• Material provided
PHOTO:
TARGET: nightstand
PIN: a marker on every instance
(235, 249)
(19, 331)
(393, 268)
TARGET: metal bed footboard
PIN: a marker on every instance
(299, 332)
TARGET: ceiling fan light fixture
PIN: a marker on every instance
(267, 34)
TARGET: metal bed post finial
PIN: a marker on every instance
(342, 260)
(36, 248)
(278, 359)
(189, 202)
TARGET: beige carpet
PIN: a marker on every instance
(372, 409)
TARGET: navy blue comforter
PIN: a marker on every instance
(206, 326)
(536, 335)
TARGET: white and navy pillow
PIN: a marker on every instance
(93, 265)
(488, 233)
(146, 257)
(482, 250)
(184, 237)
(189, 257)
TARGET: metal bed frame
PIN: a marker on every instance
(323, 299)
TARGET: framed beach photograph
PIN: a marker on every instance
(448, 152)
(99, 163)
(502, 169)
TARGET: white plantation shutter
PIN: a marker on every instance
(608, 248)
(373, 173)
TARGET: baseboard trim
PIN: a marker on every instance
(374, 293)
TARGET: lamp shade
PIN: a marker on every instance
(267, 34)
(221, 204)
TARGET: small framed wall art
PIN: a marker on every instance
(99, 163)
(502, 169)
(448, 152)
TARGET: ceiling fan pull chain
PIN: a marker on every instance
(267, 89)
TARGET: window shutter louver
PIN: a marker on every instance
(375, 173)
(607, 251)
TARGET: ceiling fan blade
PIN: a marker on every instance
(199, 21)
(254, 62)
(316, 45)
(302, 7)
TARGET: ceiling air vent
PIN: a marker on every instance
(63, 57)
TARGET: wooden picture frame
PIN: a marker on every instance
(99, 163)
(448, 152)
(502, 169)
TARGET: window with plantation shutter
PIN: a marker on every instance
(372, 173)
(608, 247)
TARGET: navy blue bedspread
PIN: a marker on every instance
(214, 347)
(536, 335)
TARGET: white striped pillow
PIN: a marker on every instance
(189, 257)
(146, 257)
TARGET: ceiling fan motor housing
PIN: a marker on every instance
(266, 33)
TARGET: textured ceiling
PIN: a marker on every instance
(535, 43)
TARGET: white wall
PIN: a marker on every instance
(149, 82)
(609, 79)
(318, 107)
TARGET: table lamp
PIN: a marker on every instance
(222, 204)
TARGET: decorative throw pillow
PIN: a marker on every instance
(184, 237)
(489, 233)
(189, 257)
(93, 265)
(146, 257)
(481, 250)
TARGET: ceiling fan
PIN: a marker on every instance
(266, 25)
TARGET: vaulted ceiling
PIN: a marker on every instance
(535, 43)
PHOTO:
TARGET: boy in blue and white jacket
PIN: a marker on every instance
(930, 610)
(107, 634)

* * *

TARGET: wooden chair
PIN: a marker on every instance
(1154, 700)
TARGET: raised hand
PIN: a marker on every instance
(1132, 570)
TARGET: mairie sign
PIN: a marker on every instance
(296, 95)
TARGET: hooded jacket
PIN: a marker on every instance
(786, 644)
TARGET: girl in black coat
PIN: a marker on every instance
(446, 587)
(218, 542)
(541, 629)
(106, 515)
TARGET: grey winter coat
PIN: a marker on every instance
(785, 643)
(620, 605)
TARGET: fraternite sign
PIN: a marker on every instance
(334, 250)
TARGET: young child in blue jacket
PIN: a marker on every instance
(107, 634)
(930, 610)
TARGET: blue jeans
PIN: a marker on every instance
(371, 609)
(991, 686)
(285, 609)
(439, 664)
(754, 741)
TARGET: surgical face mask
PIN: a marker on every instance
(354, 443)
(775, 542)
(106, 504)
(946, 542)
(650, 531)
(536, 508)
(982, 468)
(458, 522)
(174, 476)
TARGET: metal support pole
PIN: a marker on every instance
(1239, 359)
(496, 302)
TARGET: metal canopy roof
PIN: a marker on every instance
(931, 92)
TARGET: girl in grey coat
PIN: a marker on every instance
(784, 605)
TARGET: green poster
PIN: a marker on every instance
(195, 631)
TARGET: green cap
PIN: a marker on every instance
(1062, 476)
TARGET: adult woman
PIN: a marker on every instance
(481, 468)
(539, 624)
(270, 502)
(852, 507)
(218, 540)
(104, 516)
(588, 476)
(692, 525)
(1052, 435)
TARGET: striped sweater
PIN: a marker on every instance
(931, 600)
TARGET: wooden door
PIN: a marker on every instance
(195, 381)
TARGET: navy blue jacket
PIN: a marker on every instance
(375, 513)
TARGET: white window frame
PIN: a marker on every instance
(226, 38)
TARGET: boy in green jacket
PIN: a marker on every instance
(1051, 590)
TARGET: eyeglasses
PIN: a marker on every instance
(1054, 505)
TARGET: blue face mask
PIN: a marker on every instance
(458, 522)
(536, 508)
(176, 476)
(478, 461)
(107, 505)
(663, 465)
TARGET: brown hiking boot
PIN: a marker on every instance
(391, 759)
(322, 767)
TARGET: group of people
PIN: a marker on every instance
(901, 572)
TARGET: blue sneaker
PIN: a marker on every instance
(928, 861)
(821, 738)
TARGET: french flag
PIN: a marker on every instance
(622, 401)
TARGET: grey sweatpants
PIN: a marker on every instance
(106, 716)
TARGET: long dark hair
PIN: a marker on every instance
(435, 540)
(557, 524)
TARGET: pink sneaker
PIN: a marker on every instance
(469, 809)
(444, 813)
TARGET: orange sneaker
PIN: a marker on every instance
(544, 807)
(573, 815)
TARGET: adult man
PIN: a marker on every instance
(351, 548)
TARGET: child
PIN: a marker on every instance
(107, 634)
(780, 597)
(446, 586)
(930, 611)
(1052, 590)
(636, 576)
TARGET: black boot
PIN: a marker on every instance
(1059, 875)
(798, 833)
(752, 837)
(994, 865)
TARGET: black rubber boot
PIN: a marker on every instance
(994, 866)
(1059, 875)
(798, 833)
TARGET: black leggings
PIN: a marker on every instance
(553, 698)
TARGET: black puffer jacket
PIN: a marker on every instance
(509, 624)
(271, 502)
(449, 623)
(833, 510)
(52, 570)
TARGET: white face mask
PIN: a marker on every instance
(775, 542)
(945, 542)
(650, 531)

---

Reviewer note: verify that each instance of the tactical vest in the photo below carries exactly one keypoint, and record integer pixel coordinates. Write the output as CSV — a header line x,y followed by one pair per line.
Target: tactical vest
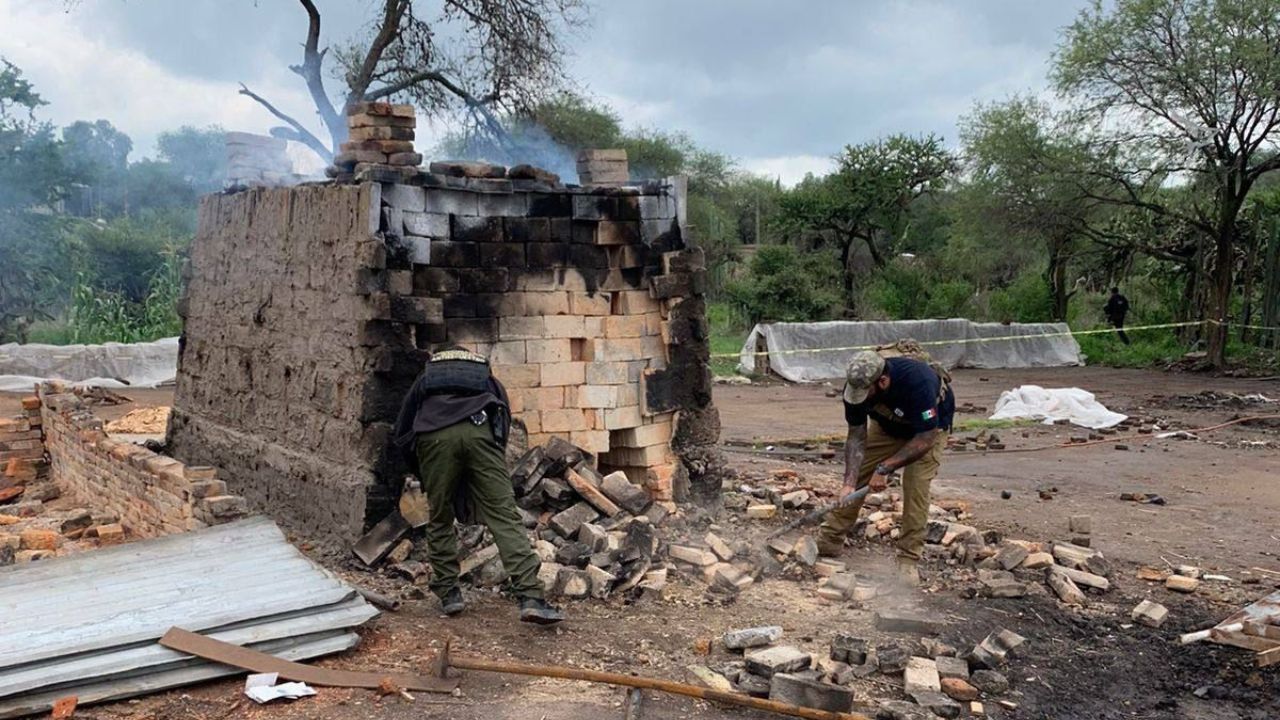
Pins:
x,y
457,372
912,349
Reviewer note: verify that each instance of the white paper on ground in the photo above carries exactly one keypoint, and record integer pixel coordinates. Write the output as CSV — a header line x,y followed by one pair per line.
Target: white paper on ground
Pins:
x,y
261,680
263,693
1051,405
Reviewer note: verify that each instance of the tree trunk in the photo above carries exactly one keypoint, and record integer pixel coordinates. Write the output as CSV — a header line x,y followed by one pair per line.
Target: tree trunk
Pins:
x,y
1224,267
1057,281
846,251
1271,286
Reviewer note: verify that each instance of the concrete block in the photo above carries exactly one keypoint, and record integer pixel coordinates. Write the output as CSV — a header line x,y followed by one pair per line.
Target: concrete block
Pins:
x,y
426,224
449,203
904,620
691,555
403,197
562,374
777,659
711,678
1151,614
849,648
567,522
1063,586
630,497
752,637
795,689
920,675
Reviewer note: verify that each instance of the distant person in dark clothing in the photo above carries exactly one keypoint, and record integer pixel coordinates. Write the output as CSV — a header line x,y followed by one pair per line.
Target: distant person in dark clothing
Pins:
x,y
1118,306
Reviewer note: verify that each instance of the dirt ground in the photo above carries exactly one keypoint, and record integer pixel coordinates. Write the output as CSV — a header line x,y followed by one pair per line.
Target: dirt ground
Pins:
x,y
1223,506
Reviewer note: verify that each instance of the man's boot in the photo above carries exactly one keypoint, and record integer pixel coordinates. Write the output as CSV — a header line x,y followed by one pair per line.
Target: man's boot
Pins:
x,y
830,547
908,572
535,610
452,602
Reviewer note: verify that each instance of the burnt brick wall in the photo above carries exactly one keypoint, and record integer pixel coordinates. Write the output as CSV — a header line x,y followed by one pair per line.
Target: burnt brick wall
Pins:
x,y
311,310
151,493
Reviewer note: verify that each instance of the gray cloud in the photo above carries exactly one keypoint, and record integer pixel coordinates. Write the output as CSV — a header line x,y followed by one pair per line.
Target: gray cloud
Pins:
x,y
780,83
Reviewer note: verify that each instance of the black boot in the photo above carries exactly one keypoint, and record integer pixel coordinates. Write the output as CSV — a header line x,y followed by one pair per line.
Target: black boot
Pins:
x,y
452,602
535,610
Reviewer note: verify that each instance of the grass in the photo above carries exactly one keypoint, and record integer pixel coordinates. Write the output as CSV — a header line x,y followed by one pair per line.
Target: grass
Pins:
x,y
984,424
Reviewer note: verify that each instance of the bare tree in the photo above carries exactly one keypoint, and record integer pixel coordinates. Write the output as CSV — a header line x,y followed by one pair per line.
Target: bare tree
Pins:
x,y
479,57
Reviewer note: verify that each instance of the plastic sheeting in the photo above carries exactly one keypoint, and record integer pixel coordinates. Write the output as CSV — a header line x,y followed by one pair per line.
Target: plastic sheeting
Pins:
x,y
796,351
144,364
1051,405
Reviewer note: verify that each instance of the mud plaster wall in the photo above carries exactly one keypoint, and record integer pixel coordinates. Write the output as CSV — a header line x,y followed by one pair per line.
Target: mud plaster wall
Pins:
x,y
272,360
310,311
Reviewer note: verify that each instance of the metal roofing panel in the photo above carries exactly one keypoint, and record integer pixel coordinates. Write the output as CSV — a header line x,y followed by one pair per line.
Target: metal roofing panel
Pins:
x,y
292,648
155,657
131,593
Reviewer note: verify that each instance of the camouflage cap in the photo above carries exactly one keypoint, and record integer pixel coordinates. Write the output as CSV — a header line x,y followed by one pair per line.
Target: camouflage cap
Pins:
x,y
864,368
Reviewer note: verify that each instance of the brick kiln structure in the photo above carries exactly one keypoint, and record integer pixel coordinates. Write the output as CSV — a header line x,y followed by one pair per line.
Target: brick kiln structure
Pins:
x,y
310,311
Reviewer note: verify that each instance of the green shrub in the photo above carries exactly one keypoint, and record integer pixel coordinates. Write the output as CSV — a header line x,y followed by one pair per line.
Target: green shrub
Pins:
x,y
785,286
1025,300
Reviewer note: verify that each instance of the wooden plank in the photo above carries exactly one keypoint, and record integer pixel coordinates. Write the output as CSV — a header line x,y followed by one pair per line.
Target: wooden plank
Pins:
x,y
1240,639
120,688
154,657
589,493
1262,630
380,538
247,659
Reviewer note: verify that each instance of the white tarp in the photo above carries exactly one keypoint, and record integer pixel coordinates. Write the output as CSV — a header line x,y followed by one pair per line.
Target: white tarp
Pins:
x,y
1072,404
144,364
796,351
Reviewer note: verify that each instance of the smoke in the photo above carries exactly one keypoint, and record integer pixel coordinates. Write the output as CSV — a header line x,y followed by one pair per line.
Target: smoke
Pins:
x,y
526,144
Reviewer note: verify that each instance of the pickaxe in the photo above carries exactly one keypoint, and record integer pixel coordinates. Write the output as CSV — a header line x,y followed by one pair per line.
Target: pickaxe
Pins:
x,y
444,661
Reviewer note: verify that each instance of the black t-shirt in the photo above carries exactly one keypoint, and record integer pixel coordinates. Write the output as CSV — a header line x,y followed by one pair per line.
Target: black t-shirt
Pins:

• Task prompt
Find every line in the items above that contains the word "panel", and copy each such line. Treat uppercase and lowercase letters as distinct.

• Answer for this exercise
Reviewer note: verify that each instance of the metal roofing panel in the photo above carries exactly one keypoint, and record integer pixel coordinates. Write the output as CSV — a header line x,y followed by one pair per line.
Target: metal roofing panel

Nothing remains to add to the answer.